Selected text:

Skip to content

itrnd/product-scraper

Repository files navigation

Product Scraper

A configurable Python web scraper that extracts product data from the WebScraper.io test site.

Description

This project scrapes product information from the WebScraper.io test site. It navigates through the catalog, clicks the "Load More" button and parses products incrementally after each click, extracting the following information for each product:

  • Title (e.g., "Lenovo ThinkPad X1 Carbon 6th Gen Ultrabook")
  • Price (e.g., $1,229.00)
  • Description (short text with product specs)
  • Star rating (1-5)
  • Number of reviews

The scraper separates raw data (as scraped from the website) from structured data (processed and normalized). It includes currency detection and conversion functionality, allowing prices to be converted from their original currency to a target currency specified in the configuration.

The extracted data is saved in both CSV and JSON formats, with separate files for raw and structured data. The scraper is configurable via a YAML file, making it easy to repoint to different product categories (e.g., laptops, tablets) and customize currency conversion rates without changing the code.

Installation

  1. Ensure you have Python 3.12 or higher installed.

Data shown:
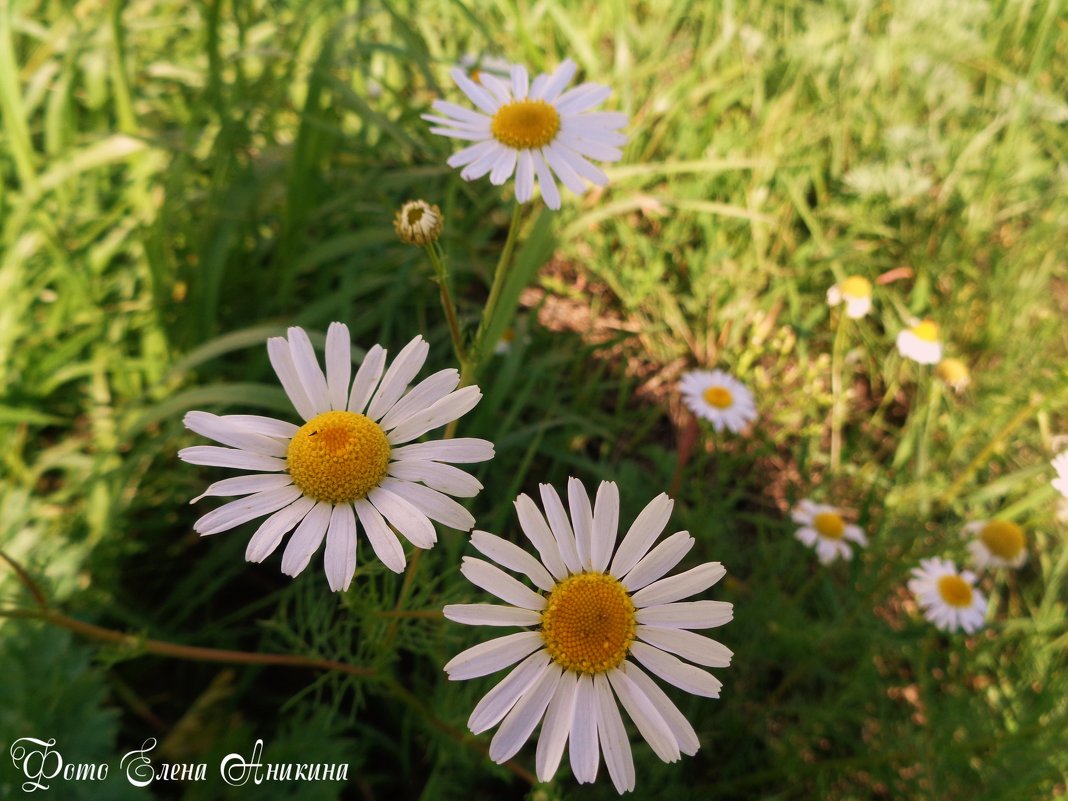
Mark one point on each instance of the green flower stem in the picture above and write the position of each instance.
(837, 399)
(446, 302)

Set of tasks:
A - Answer these questions about the Product Scraper README, one line each, marked (i), (ii), (iii):
(i) Which button does the scraper click while moving through the catalog?
(ii) In which two file formats is the extracted data saved?
(iii) What is the minimum Python version required?
B - Write what comes next in the Product Scraper README, starting right after its final line.

Set of answers:
A -
(i) The "Load More" button.
(ii) CSV and JSON.
(iii) Python 3.12.

B -
  2. Install uv (a fast Python package installer):

    pip install uv
    
  3. Clone this repository:

    git clone https://github.com/itrnd/product-scraper.git
    cd product-scraper
    
  4. Create a virtual environment using uv:

    uv venv
    
  5. Activate the virtual environment:

    • On Windows:
      .venv\Scripts\activate
      
    • On macOS/Linux:
      source .venv/bin/activate
      
  6. Install the required dependencies using uv sync:

    uv sync
    

    For development dependencies:

    uv sync --group dev
    
  7. Make sure you have Chrome browser installed, as the script uses ChromeDriver.

Usage

Run the script with:

python product_scraper.py [--headed] [--config CONFIG_FILE] [--log-level {DEBUG,INFO,WARNING,ERROR,CRITICAL}]

Options:

  • --headed: Run with browser GUI visible (default is headless mode)
  • --config: Path to the configuration file (default: config.yaml)
  • --log-level: Override the log level from config (default: use config setting)

The script will:

  1. Load the configuration from the specified YAML file
  2. Open a Chrome browser (headless by default, or with GUI if --headed is specified)
  3. Navigate to the target website specified in the configuration
  4. Parse the initial products on the page
  5. Click "Load More" and parse newly loaded products incrementally, waiting dynamically for content
  6. Process raw data into structured data, including currency detection and conversion
  7. Save both raw and structured data to CSV and JSON files as specified in the configuration
  8. Close the browser

Configuration

The scraper uses a YAML configuration file to define:

  • Base URL and category path
  • CSS selectors for various elements
  • Currency conversion settings
  • Output file formats and paths
  • Logging configuration

Example configuration (config.yaml):

base_url: "https://webscraper.io/test-sites/e-commerce/more"
category: "computers/laptops"

selectors:
  card: ".card"
  load_more_button: ".ecomerce-items-scroll-more"
  title: ".title"
  price: ".price"
  description: ".description"
  ratings_container: ".ratings"
  star_icon: ".glyphicon-star"
  reviews: ".ratings p.pull-right"

currency:
  default: "USD"
  target: "EUR"
  rates:
    USD: 1.0
    EUR: 0.85
    GBP: 0.75
    JPY: 110.0
    CAD: 1.25

output:
  csv_filename: "products.csv"
  json_filename: "products.json"
  raw_csv_filename: "products_raw.csv"
  raw_json_filename: "products_raw.json"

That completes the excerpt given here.